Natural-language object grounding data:
.....

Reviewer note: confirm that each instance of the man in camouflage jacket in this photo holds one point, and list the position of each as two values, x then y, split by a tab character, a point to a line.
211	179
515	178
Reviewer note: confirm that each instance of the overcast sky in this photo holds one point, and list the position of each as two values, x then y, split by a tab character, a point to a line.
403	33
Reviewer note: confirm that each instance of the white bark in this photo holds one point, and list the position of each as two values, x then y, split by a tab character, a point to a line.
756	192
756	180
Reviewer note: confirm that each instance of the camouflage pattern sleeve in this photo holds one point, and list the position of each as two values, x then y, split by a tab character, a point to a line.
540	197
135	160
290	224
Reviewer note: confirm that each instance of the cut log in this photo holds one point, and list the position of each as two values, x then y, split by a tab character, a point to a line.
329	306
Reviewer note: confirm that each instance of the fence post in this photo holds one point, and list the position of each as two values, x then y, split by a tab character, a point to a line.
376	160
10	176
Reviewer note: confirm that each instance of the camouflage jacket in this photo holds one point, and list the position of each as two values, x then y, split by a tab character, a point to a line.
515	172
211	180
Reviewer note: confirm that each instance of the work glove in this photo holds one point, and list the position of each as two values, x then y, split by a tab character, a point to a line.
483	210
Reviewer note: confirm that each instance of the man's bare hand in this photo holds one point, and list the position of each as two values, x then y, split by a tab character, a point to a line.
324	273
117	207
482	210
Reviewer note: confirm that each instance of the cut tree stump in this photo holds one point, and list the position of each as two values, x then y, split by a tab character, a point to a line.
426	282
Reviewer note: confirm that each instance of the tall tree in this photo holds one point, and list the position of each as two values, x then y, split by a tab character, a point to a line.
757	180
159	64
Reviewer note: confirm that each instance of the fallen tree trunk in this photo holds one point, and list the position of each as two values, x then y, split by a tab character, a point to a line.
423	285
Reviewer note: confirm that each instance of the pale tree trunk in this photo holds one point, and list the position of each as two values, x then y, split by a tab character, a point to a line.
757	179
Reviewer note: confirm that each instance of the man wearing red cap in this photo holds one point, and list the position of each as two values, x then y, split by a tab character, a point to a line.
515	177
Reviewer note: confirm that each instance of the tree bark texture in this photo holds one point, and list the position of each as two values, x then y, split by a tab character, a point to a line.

.....

Your task: Set down all of the records shown above once more, exactly.

Task solution:
Reviewer note: confirm that each instance of the man in camouflage jacket in this photo holds one point, and list the position of each as two values, x then y, split by a tab character, a point to a line.
211	179
515	178
Reviewer note: confirm that each instance of the overcast sky in this photo holds one point, and list the position of each as two values, x then y, split by a tab character, a point to a line.
403	33
Reviewer note: confirm that each instance of the white bark in this photo holds one point, and list the position of each as two values, x then y, split by a tab character, a point to a line.
756	192
756	180
Reviewer note: confirm that each instance of the camouflage pattern sleeve in this photo holds one point, and list the position of each as two values, x then y, split by a tab character, a point to a line.
540	197
135	160
290	224
Reviewer note: confirm that each instance of the cut log in this photo holds one point, and list the position of each as two values, x then y, split by a tab character, a point to a line.
329	306
Reviewer note: confirm that each instance of the fence post in this photo holds one point, and list the position of each as two values, x then y, split by a tab character, a point to a line.
376	160
10	176
Reviewer note: confirm that each instance of the camouflage jacket in this photo holds one point, and list the position of each as two values, x then y, split by a tab character, a point to a line.
515	172
211	180
Reviewer note: confirm that each instance of the work glove in this photo holds one point, and list the position of each as two values, x then y, split by a tab character, a point to a line.
483	210
Reviewer note: confirm that each instance of the man's bare hand in this photo holds one point, and list the position of each as two values, x then y, split by a tab character, a point to a line.
324	273
117	207
482	210
Reviewer note: confirm that each instance of the cut tree stump in this photo holds one point, and list the position of each as two values, x then y, split by a tab character, a point to a line.
426	282
Reviewer note: confirm that each instance of the tall tree in this photo holds one point, and list the position of each as two values, x then y, split by a tab character, a point to a line.
757	180
159	64
Reviewer note: confirm that each instance of the fallen tree trunk in this photo holds one point, and list the position of each as two values, x then y, split by a tab character, a point to a line.
423	285
Reviewer note: confirm that each instance of the pale tree trunk in this photo holds one point, and list the position of each as two values, x then y, split by a tab character, a point to a line.
757	179
Reviewer note: confirm that each instance of the man wearing red cap in this photo holds one point, and list the position of each as two values, x then y, split by a tab character, a point to a line.
515	177
Reviewer note: confirm that each instance of the tree bark texture in this photo holds one point, and list the position of each as two values, x then y, split by a tab character, a point to a line.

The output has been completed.